Хотя молитва Иисусова обращена ко Христу, она является тринитарной, так как Христос назван в ней Сыном Божьим, т. е. Сыном Бога Отца, а "никто не назовет Иисуса Господом, как только Духом Святым" (1 Кор. 12: 3 ) . Сущность, природа, воля, действие всех Лиц Святой Троицы едины, а потому, когда мы призываем Христа, то призываем Отца и Духа, и где присутствует Христос, там присутствуют Отец и Дух.
Основное правило при Иисусовой молитве, как говорил Иоанн Лествичник, "заключить ум в слова молитвы". Однако подвижниками древности было замечено, что ум в голове подвержен рассеянности и "парению" и не способен сосредоточиться. Поэтому был выработан метод концентрации ума в сердце, названный умно-сердечной молитвой. Сущность его в том, чтобы при молитве внимание находилось в области сердца, а не в голове.
■ ■ ■
Задания к упражнению:
**A)** Объясните в одном-двух предложениях, почему, согласно отрывку об Иисусовой молитве, появился метод сосредоточения ума в сердце.
**B)** Изложите содержание отрывка об Иисусовой молитве в двух предложениях.
Для выполнения заданий опирайтесь только на отрывок.

Представленные данные:
■ ■ ■
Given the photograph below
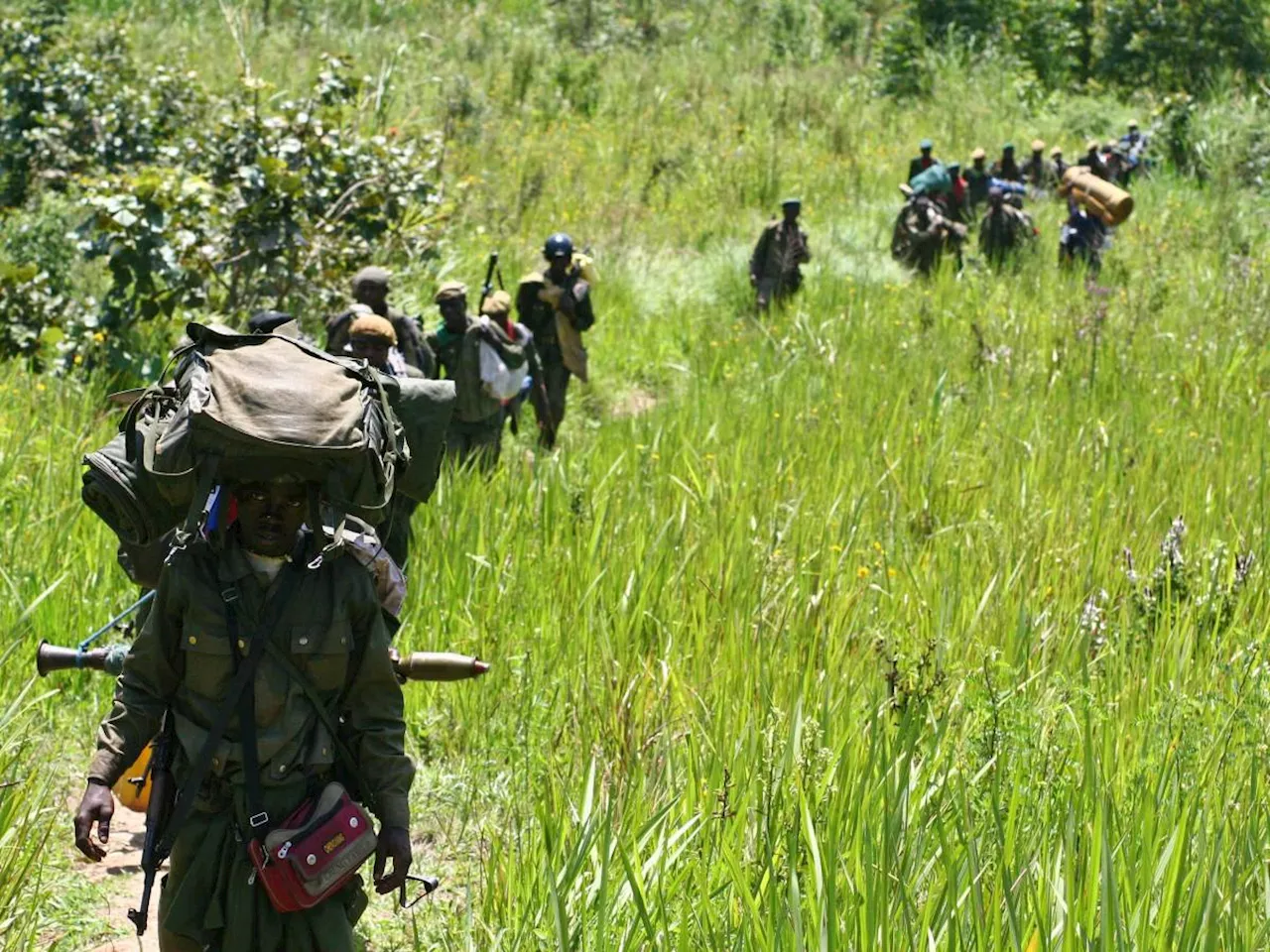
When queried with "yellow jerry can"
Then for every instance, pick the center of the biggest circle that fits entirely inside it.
(134, 787)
■ ■ ■
Ответы к упражнению:
**A)** Подвижники древности заметили, что ум в голове подвержен рассеянности и «парению» и не способен сосредоточиться. Поэтому выработали метод, при котором во время молитвы внимание находится в области сердца, а не в голове.

**B)** Иисусова молитва обращена ко Христу, но является тринитарной: Христос назван в ней Сыном Божьим, а сущность, природа, воля и действие всех Лиц Святой Троицы едины, поэтому, призывая Христа, призывают также Отца и Духа. Основное правило этой молитвы, по словам Иоанна Лествичника, — «заключить ум в слова молитвы», а поскольку ум в голове рассеивается, был выработан метод умно-сердечной молитвы, при котором внимание находится в области сердца.